Artigo
No caso de expedição de carta rogatória para citação do acusado, o prazo prescricional fica suspenso até a sua juntada aos autos, cumprida?

A

O termo final da suspensão do prazo prescricional pela expedição de carta rogatória para citação do acusado no exterior é a data da efetivação da comunicação processual no estrangeiro, ainda que haja demora para a juntada da carta rogatória cumprida aos autos. STJ. 5ª Turma. REsp 1.882.330/SP, Rel. Min. Ribeiro Dantas, julgado em 06/04/2021 (Info 691).

17
Q

Se o juiz, ilegalmente, decreta prisão preventiva de ofício e o MP, pouco após, faz o requerimento de prisão, poder-se-á consider o vício convalidado?

A

Resumo

O que acontece se o juiz decretar a prisão preventiva de ofício (sem requerimento)?

  • Regra: a prisão deverá ser relaxada por se tratar de prisão ilegal.
  • Exceção: se, após a decretação, a autoridade policial ou o Ministério Público requererem a prisão, o vício de ilegalidade que maculava a custódia é suprido (convalidado) e a prisão não será relaxada.

(Registros de uma coleção)

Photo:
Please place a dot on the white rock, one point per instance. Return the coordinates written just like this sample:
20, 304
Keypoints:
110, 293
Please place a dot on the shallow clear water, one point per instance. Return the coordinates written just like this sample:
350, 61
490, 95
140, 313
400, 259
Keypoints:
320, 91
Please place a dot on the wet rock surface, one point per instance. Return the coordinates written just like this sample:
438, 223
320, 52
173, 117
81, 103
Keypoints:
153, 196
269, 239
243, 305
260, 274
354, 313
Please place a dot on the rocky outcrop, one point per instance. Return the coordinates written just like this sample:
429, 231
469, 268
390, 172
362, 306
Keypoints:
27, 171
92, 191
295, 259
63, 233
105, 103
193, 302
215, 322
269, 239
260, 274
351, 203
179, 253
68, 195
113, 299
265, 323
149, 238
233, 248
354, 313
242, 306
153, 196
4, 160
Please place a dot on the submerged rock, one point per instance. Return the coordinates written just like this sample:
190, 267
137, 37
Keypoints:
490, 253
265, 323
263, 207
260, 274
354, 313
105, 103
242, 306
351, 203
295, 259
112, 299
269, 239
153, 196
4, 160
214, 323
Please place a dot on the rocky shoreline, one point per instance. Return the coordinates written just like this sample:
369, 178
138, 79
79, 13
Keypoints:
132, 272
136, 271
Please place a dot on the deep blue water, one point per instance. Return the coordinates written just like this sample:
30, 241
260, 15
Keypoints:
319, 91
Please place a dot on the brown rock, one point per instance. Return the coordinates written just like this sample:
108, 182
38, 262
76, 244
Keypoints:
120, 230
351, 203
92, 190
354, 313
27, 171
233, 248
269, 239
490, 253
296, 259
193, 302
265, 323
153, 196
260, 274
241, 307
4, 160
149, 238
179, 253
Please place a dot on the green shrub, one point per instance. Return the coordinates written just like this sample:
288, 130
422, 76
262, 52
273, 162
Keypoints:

Objetivos
a - De acordo com o artigo, quando a carta rogatória é expedida para citar o acusado no exterior, em que data termina a suspensão do prazo prescricional?
b - Continue o artigo sobre prazo prescricional e prisão preventiva a partir do ponto em que ele termina.

Respostas
a - Na data da efetivação da comunicação processual no estrangeiro, ainda que haja demora para a juntada da carta rogatória cumprida aos autos.

b -
O posterior requerimento da autoridade policial pela segregação cautelar ou manifestação do Ministério Público favorável à prisão preventiva suprem o vício da inobservância da formalidade de prévio requerimento. STJ. 5ª Turma. AgRg RHC 136.708/MS, Rel. Min. Felix Fisher, julgado em 11/03/2021 (Info 691)

Inteiro teor

[…]

O vício decorrente do fato de a prisão ter sido decretada de ofício foi superado pelo posterior requerimento da autoridade policial pela prisão preventiva. Ficou, assim, garantida a higidez do feito, de modo que não se configura nenhuma nulidade passível de correção, tendo sido observado o devido processo legal.

Vale ressaltar que a eventual concessão da ordem no sentido de revogar a prisão preventiva seria inócua, considerando que tanto a autoridade policial, como o Ministério Público entendem que é caso de prisão preventiva. Assim, haveria novamente o requerimento, sendo, então, mais uma vez decretada a custódia cautelar.

18
Q

A superveniência da sentença condenatória prejudica o pedido de trancamento da ação penal por falta de justa causa feito em habeas corpus?

A

Resumo

Súmula 648-STJ: A superveniência da sentença condenatória prejudica o pedido de trancamento da ação penal por falta de justa causa feito em habeas corpus.

STJ. 3ª Seção. Aprovada em 14/04/2021, DJe 19/04/2021.

Inteiro teor

[…]

Diante desse cenário, o que acontece com o julgamento do habeas corpus? O Tribunal de Justiça irá apreciar o mérito do habeas corpus?

NÃO. A superveniência de sentença condenatória torna prejudicado o pedido feito no habeas corpus se buscava o trancamento da ação penal sob a alegação de falta de justa causa.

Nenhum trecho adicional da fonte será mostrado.